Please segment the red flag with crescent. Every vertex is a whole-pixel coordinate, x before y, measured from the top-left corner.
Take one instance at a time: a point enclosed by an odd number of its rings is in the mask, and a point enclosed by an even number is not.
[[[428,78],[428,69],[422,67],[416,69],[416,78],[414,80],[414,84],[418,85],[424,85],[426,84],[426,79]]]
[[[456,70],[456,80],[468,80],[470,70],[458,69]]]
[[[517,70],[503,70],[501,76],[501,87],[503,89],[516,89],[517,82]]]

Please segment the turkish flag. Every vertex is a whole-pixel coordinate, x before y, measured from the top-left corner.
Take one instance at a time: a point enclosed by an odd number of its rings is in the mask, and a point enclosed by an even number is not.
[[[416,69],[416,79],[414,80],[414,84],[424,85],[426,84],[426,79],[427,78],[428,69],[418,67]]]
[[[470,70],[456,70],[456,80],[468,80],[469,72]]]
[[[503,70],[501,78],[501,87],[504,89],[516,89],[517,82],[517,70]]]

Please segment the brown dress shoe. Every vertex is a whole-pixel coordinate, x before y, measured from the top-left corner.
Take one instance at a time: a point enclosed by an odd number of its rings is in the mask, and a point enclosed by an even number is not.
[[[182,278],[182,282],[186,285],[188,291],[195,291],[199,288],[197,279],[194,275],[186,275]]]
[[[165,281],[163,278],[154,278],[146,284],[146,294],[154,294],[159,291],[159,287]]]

################

EXERCISE DETAILS:
Copy out all of the data above line for line, changing nothing.

OUTPUT OF THE TASK:
Please segment the red flag with crescent. Every vertex is a whole-pixel coordinate, x before y, measured from the top-left corner.
Take one instance at a time: a point enclosed by an odd number of its rings is in the mask, and a point enclosed by an even number is not.
[[[428,78],[428,69],[422,67],[416,69],[416,78],[414,80],[414,84],[418,85],[424,85],[426,84],[426,79]]]
[[[456,70],[456,80],[468,80],[470,70],[458,69]]]
[[[517,70],[503,70],[501,76],[501,87],[503,89],[516,89],[517,82]]]

Please segment the turkish flag. Every vertex is a whole-pixel coordinate, x before y, measured from the top-left corner.
Take one instance at a time: a point enclosed by an odd number of its rings is in the mask, and a point enclosed by an even number is not.
[[[416,69],[416,79],[414,80],[414,84],[424,85],[426,84],[426,79],[427,78],[428,69],[418,67]]]
[[[470,70],[456,70],[456,80],[468,80],[469,72]]]
[[[503,70],[501,78],[501,87],[504,89],[516,89],[517,82],[517,70]]]

Please segment the brown dress shoe. Every vertex is a whole-pixel coordinate, x before y, measured from the top-left corner.
Take one instance at a time: a point enclosed by an odd number of its rings is in the mask, and a point enclosed by an even number is not.
[[[182,278],[182,282],[186,285],[188,291],[195,291],[199,288],[197,279],[194,275],[186,275]]]
[[[165,281],[163,278],[154,278],[146,284],[146,294],[154,294],[159,291],[159,287]]]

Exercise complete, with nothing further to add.